Alıştırma Görevi 1 ▸
Xebat Andok'un Kürt gençliğine yaptığı çağrıyı aktaran metinden "Doğrusu Kürt halkı" ifadesinden "ne yaptığı görülecektir." ifadesine kadar olan kısmı olduğu gibi yazın.

Belge Bölümü ▸
_____

BEHDİNAN – KCK Yürütme Konseyi Üyesi Xebat Andok, Kürt gençliği ve Kürt halkı açısından gelişen süreci Nuçe Ciwan Ajansı’na değerlendirdi.
Kürdistan gençliğine çağrıda bulunan Andok, Kürt gençlerinin Kürt halkına karşı görev ve sorumluluklarına ilişkin önemli değerlendirmelerde bulunurken intikam almak isteyen her gencin gerilla saflarına katılması gerektiğini ifade etti.
Xebat Andok ” Haksızlığa, egemenliğe, zulme, igalciliğe karşı direnmek isteyenler, işgalcilerden tarihi bir intikam almak isteyenler yönünü özgür gerilla saflarına vermelidir.” dedi.
Bırakalım haklarımızı, soykırım kıskacındayız
Tüm Kürdistan gençliği hepinizi büyük bir içtenlikle ve sevgiyle selamlıyoruz. Değerli arkadaşlar 21. Yüzyıl’da da Kürt halkı olarak normalizasyonumuzu sağlayamadık. Biz de diğer halklar gibi bütün haklarımızı elde edemedik. Bırakalım haklarımızı, soykırım kıskacındayız. Ne adımız var ne de haklarımız tanınıyor. Tam 100 yıldır bir bütünen soykırım politikalarıyla yüz yüzeyiz.
Doğrusu Kürt halkı olarak “Kürtlerin durumu nasıl?” diye sormamıza gerek bile yok. Çünkü biz Kürtler, imha ve soykırım politikaları ya da katliam politikalarıyla karşı karşıya olduğumuz için eğer bir iğne ucu kadar bile düşünecek olursa insan, biraz vicdan varsa, insan biraz kendisi üzerinde yoğunlaşırsa işgalci devletlerin, kapitalist modernite güçlerinin bize ne yaptığı görülecektir.

_____

Alıştırma Görevi 2 ▸
Aşağıdaki satırların tamamını, her satıra bir dize düşecek şekilde JSON listesi olarak verin ve boş satırları listeye almayın. Resimleri yanıta eklemeyin.

_____

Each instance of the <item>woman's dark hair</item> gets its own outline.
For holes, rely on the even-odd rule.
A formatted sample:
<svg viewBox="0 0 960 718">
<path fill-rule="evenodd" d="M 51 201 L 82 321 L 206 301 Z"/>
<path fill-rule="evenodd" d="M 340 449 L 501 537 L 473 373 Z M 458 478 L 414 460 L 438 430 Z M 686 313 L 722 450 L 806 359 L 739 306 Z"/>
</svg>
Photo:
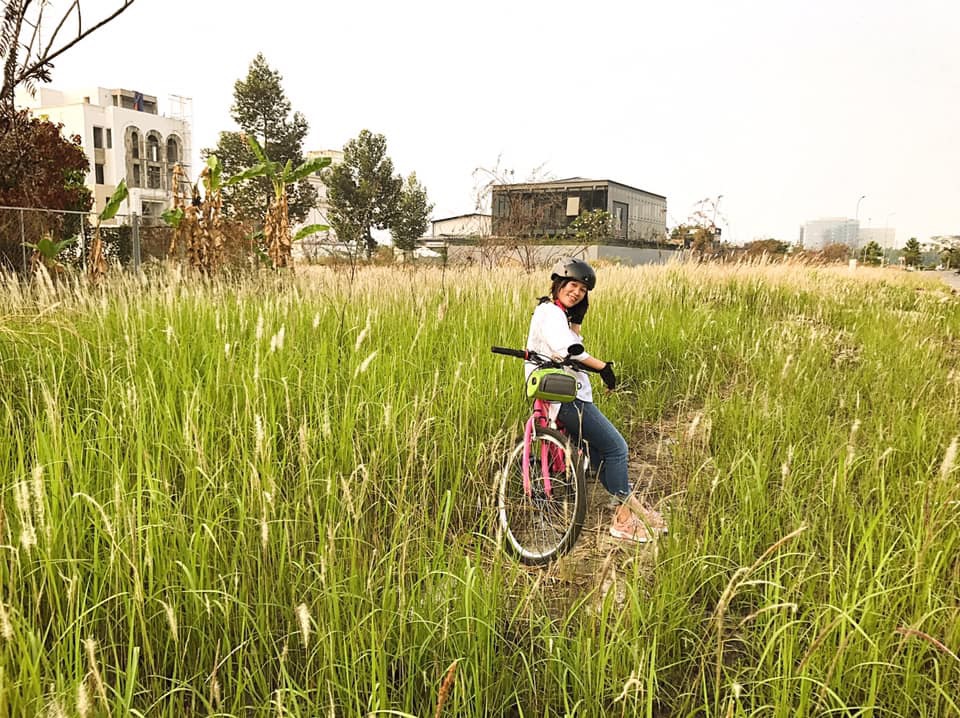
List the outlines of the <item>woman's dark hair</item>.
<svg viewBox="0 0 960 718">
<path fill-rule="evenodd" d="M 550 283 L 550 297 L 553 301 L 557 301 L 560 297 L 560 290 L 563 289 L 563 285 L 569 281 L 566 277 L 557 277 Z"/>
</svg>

_____

Tam Yanıt 1 ▸
Doğrusu Kürt halkı olarak “Kürtlerin durumu nasıl?” diye sormamıza gerek bile yok. Çünkü biz Kürtler, imha ve soykırım politikaları ya da katliam politikalarıyla karşı karşıya olduğumuz için eğer bir iğne ucu kadar bile düşünecek olursa insan, biraz vicdan varsa, insan biraz kendisi üzerinde yoğunlaşırsa işgalci devletlerin, kapitalist modernite güçlerinin bize ne yaptığı görülecektir.

Tam Yanıt 2 ▸
[
  "Each instance of the <item>woman's dark hair</item> gets its own outline.",
  "For holes, rely on the even-odd rule.",
  "A formatted sample:",
  "<svg viewBox=\"0 0 960 718\">",
  "<path fill-rule=\"evenodd\" d=\"M 51 201 L 82 321 L 206 301 Z\"/>",
  "<path fill-rule=\"evenodd\" d=\"M 340 449 L 501 537 L 473 373 Z M 458 478 L 414 460 L 438 430 Z M 686 313 L 722 450 L 806 359 L 739 306 Z\"/>",
  "</svg>",
  "Photo:",
  "List the outlines of the <item>woman's dark hair</item>.",
  "<svg viewBox=\"0 0 960 718\">",
  "<path fill-rule=\"evenodd\" d=\"M 550 283 L 550 297 L 553 301 L 557 301 L 560 297 L 560 290 L 563 289 L 563 285 L 569 281 L 566 277 L 557 277 Z\"/>",
  "</svg>"
]